-- SUPPLIED TEXT follows --

Before you go wondering why I’m being a biotch, just wait for it, because it’s not my opinion, more of an observation. Now, there are several schools of beauty. The most prevalent ones are “less is more” and “more is more.” I subscribe to the less crowd, maybe because I’m lazy, but mostly because I’m not a fan of chemicals or permanent procedures. The mores, well, there’s no limit to what can be done. The make up, the hair, the clothes, the facials, the Botox, the surgeries…who knows when it’s enough? That is what we call a personal decision. Obviously, somewhere in between are people who strike a balance, doing less in some areas and more in others.
To some, looking their best is a lifelong goal, maybe even an obsession. They will do just about anything to attain the ideal. But what if that ideal shifts? It may just have.
Even though I’d like to live and let live, when I see a woman with lip oozing off her frozen face I can’t help but gawk. Was the alternative really that terrifying? Apparently Hollywood thinks not. A recent article in the New York Times discusses how casting agents, directors and studios are now eschewing the plumped up, smoothed and perfected bodies and faces of talent for those untouched by scalpel or needle. Or at least the ones that don’t look like they’ve had work done.
One might say that this is a cause for celebration, that Hollywood is finally sending a message of restraint and wholesomeness. “We like you just as you are,” they seem to be saying. Or, perhaps, they’re actually telling those that went the extra mile to look the part is, “We don’t like you no matter what you do.” Remember when you had that flat chest? Or weird nose? Or sagging skin? Yeah, we do too, and we’re not interested. K, thanks, bye.
Women in particular feel pressure to be sexier, smoother and thinner as they age. Hell, they feel that all the time, from all directions. Perhaps an excellent nose job, or a perfect face lift will go unnoticed, and the actress will continue to get work while drawing lavish praise for her seemingly effortless youthful appearance. But if something goes awry – the breasts look too fake, the face too taught, the emotion gone from her brow – and the punishment is severe. At first it was only the sport of tabloids to discuss who had work done, but now the exact thing that she did to protect her job is the one that will make it more difficult for her to get one.
It should come as no surprise that Hollywood is viciously judgmental when it comes to appearance. Whether “natural” or “fake”, beauty is prized. In fact, it is paramount and it makes sense in a way. Humans like symmetry, which is what beauty really is. So that’s what we enjoy watching. But it certainly doesn’t make those who aren’t aligned as preferred feel so great about themselves. And since most of us are ruled by our ego, feeling unattractive is a sad, lonely world to live in.

-- SUPPLIED TEXT concluded --

ACTIVITY 1 =>
In the essay on Hollywood and cosmetic procedures, which newspaper ran the recent article about casting agents, directors and studios?
ACTIVITY 2 =>
Continue the essay on Hollywood and cosmetic procedures after its final sentence.
The records that come next are from a different source than the essay.

-- DATA TO EXAMINE follows --

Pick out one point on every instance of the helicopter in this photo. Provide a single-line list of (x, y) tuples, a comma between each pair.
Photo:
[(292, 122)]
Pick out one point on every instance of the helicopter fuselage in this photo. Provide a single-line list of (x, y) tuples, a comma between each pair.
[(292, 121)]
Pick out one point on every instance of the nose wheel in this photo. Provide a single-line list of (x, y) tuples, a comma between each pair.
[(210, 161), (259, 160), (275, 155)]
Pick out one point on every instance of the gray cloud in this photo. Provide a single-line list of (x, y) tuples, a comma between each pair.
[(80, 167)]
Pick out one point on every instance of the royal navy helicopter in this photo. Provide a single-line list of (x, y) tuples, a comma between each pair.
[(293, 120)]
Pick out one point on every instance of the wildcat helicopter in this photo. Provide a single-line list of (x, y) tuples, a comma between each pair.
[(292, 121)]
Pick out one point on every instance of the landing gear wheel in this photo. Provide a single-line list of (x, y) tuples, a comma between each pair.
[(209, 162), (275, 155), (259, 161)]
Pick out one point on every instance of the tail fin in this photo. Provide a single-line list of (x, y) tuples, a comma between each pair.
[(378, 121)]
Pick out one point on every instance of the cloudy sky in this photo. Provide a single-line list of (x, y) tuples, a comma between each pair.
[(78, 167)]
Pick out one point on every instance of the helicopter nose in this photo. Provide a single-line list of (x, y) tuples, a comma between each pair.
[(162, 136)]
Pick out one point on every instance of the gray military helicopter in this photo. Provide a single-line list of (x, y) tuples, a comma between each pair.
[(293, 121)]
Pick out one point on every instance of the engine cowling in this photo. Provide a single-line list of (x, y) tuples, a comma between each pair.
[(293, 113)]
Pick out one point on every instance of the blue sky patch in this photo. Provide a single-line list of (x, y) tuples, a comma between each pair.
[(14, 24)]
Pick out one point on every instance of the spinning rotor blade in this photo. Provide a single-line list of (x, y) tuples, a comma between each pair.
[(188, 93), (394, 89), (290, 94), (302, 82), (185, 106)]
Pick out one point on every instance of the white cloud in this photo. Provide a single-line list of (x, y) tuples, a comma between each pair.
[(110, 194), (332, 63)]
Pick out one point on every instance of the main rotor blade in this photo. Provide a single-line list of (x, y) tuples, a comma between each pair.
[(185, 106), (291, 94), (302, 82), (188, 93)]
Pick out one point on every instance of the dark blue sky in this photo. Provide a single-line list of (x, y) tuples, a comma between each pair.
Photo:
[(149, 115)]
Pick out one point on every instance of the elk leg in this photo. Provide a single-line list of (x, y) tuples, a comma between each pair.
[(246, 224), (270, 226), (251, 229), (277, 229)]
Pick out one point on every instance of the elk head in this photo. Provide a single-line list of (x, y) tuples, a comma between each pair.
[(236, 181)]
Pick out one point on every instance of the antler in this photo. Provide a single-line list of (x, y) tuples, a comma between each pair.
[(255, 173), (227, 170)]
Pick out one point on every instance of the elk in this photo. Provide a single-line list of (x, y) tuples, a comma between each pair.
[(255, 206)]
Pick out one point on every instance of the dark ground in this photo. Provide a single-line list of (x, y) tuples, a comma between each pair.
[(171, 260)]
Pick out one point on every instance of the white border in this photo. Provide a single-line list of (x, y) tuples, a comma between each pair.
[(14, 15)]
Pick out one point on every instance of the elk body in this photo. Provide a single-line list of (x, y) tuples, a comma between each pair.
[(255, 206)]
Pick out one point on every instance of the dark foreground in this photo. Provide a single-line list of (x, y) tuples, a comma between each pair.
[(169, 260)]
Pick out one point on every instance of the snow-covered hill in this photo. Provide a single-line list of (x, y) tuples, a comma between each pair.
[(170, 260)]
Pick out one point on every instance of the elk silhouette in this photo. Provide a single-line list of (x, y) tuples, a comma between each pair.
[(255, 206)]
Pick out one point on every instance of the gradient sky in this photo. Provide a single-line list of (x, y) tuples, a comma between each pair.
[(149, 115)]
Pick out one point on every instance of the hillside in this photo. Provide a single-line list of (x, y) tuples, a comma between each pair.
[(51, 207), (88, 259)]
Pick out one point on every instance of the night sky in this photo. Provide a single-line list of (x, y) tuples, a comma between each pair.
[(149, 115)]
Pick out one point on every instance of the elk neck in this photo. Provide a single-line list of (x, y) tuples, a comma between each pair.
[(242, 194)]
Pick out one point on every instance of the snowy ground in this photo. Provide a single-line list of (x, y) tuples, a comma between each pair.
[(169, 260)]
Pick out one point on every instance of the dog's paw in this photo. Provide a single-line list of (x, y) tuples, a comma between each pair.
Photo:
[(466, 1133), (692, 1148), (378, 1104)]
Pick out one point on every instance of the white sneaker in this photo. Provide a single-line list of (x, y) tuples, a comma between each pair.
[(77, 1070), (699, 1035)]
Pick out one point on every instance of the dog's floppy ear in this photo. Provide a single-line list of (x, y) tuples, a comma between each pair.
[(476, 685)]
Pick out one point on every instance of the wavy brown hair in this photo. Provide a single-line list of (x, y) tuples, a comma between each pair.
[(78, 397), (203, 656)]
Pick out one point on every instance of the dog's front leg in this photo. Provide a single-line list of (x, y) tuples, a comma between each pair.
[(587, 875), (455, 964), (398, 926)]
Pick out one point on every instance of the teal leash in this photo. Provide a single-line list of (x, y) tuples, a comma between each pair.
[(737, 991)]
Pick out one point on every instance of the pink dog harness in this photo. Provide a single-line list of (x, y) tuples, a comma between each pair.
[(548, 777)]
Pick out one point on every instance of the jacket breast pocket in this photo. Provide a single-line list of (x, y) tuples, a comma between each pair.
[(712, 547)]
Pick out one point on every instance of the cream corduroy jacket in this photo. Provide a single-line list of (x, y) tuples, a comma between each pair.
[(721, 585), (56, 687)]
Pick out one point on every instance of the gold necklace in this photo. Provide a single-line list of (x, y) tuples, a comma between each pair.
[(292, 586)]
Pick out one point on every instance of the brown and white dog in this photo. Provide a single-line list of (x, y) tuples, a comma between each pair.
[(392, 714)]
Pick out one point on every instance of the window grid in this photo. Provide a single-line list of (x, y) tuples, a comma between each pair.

-- DATA TO EXAMINE concluded --

ANSWER BOX 1 =>
The New York Times.

ANSWER BOX 2 =>
Yet the vast majority of people, if not every person ever to walk this earth, at one point, or at a lot of them, feels ugly to some degree for some length of time. Whether Hollywood approves of their visage, or their butt, is ultimately inconsequential, because the most beautiful women can be terribly insecure. No matter the work, or the working out, one day we all get old. Fact is fact. And what of it? It is not that old age is the end of sex or sex appeal, it’s just that it’s a time when you accept you are no longer a tight, virile ball of youth. It doesn’t seem that hard, after all: the new, older you is staring you in the mirror. Still, there are those old photos. And our friends’ photos. Even if we look at celebs and dismiss their glowing skin and flat abs as no more than expensive make up and Spanxx, there are still those around us that look better, or weigh less, or have something we don’t that we’d like.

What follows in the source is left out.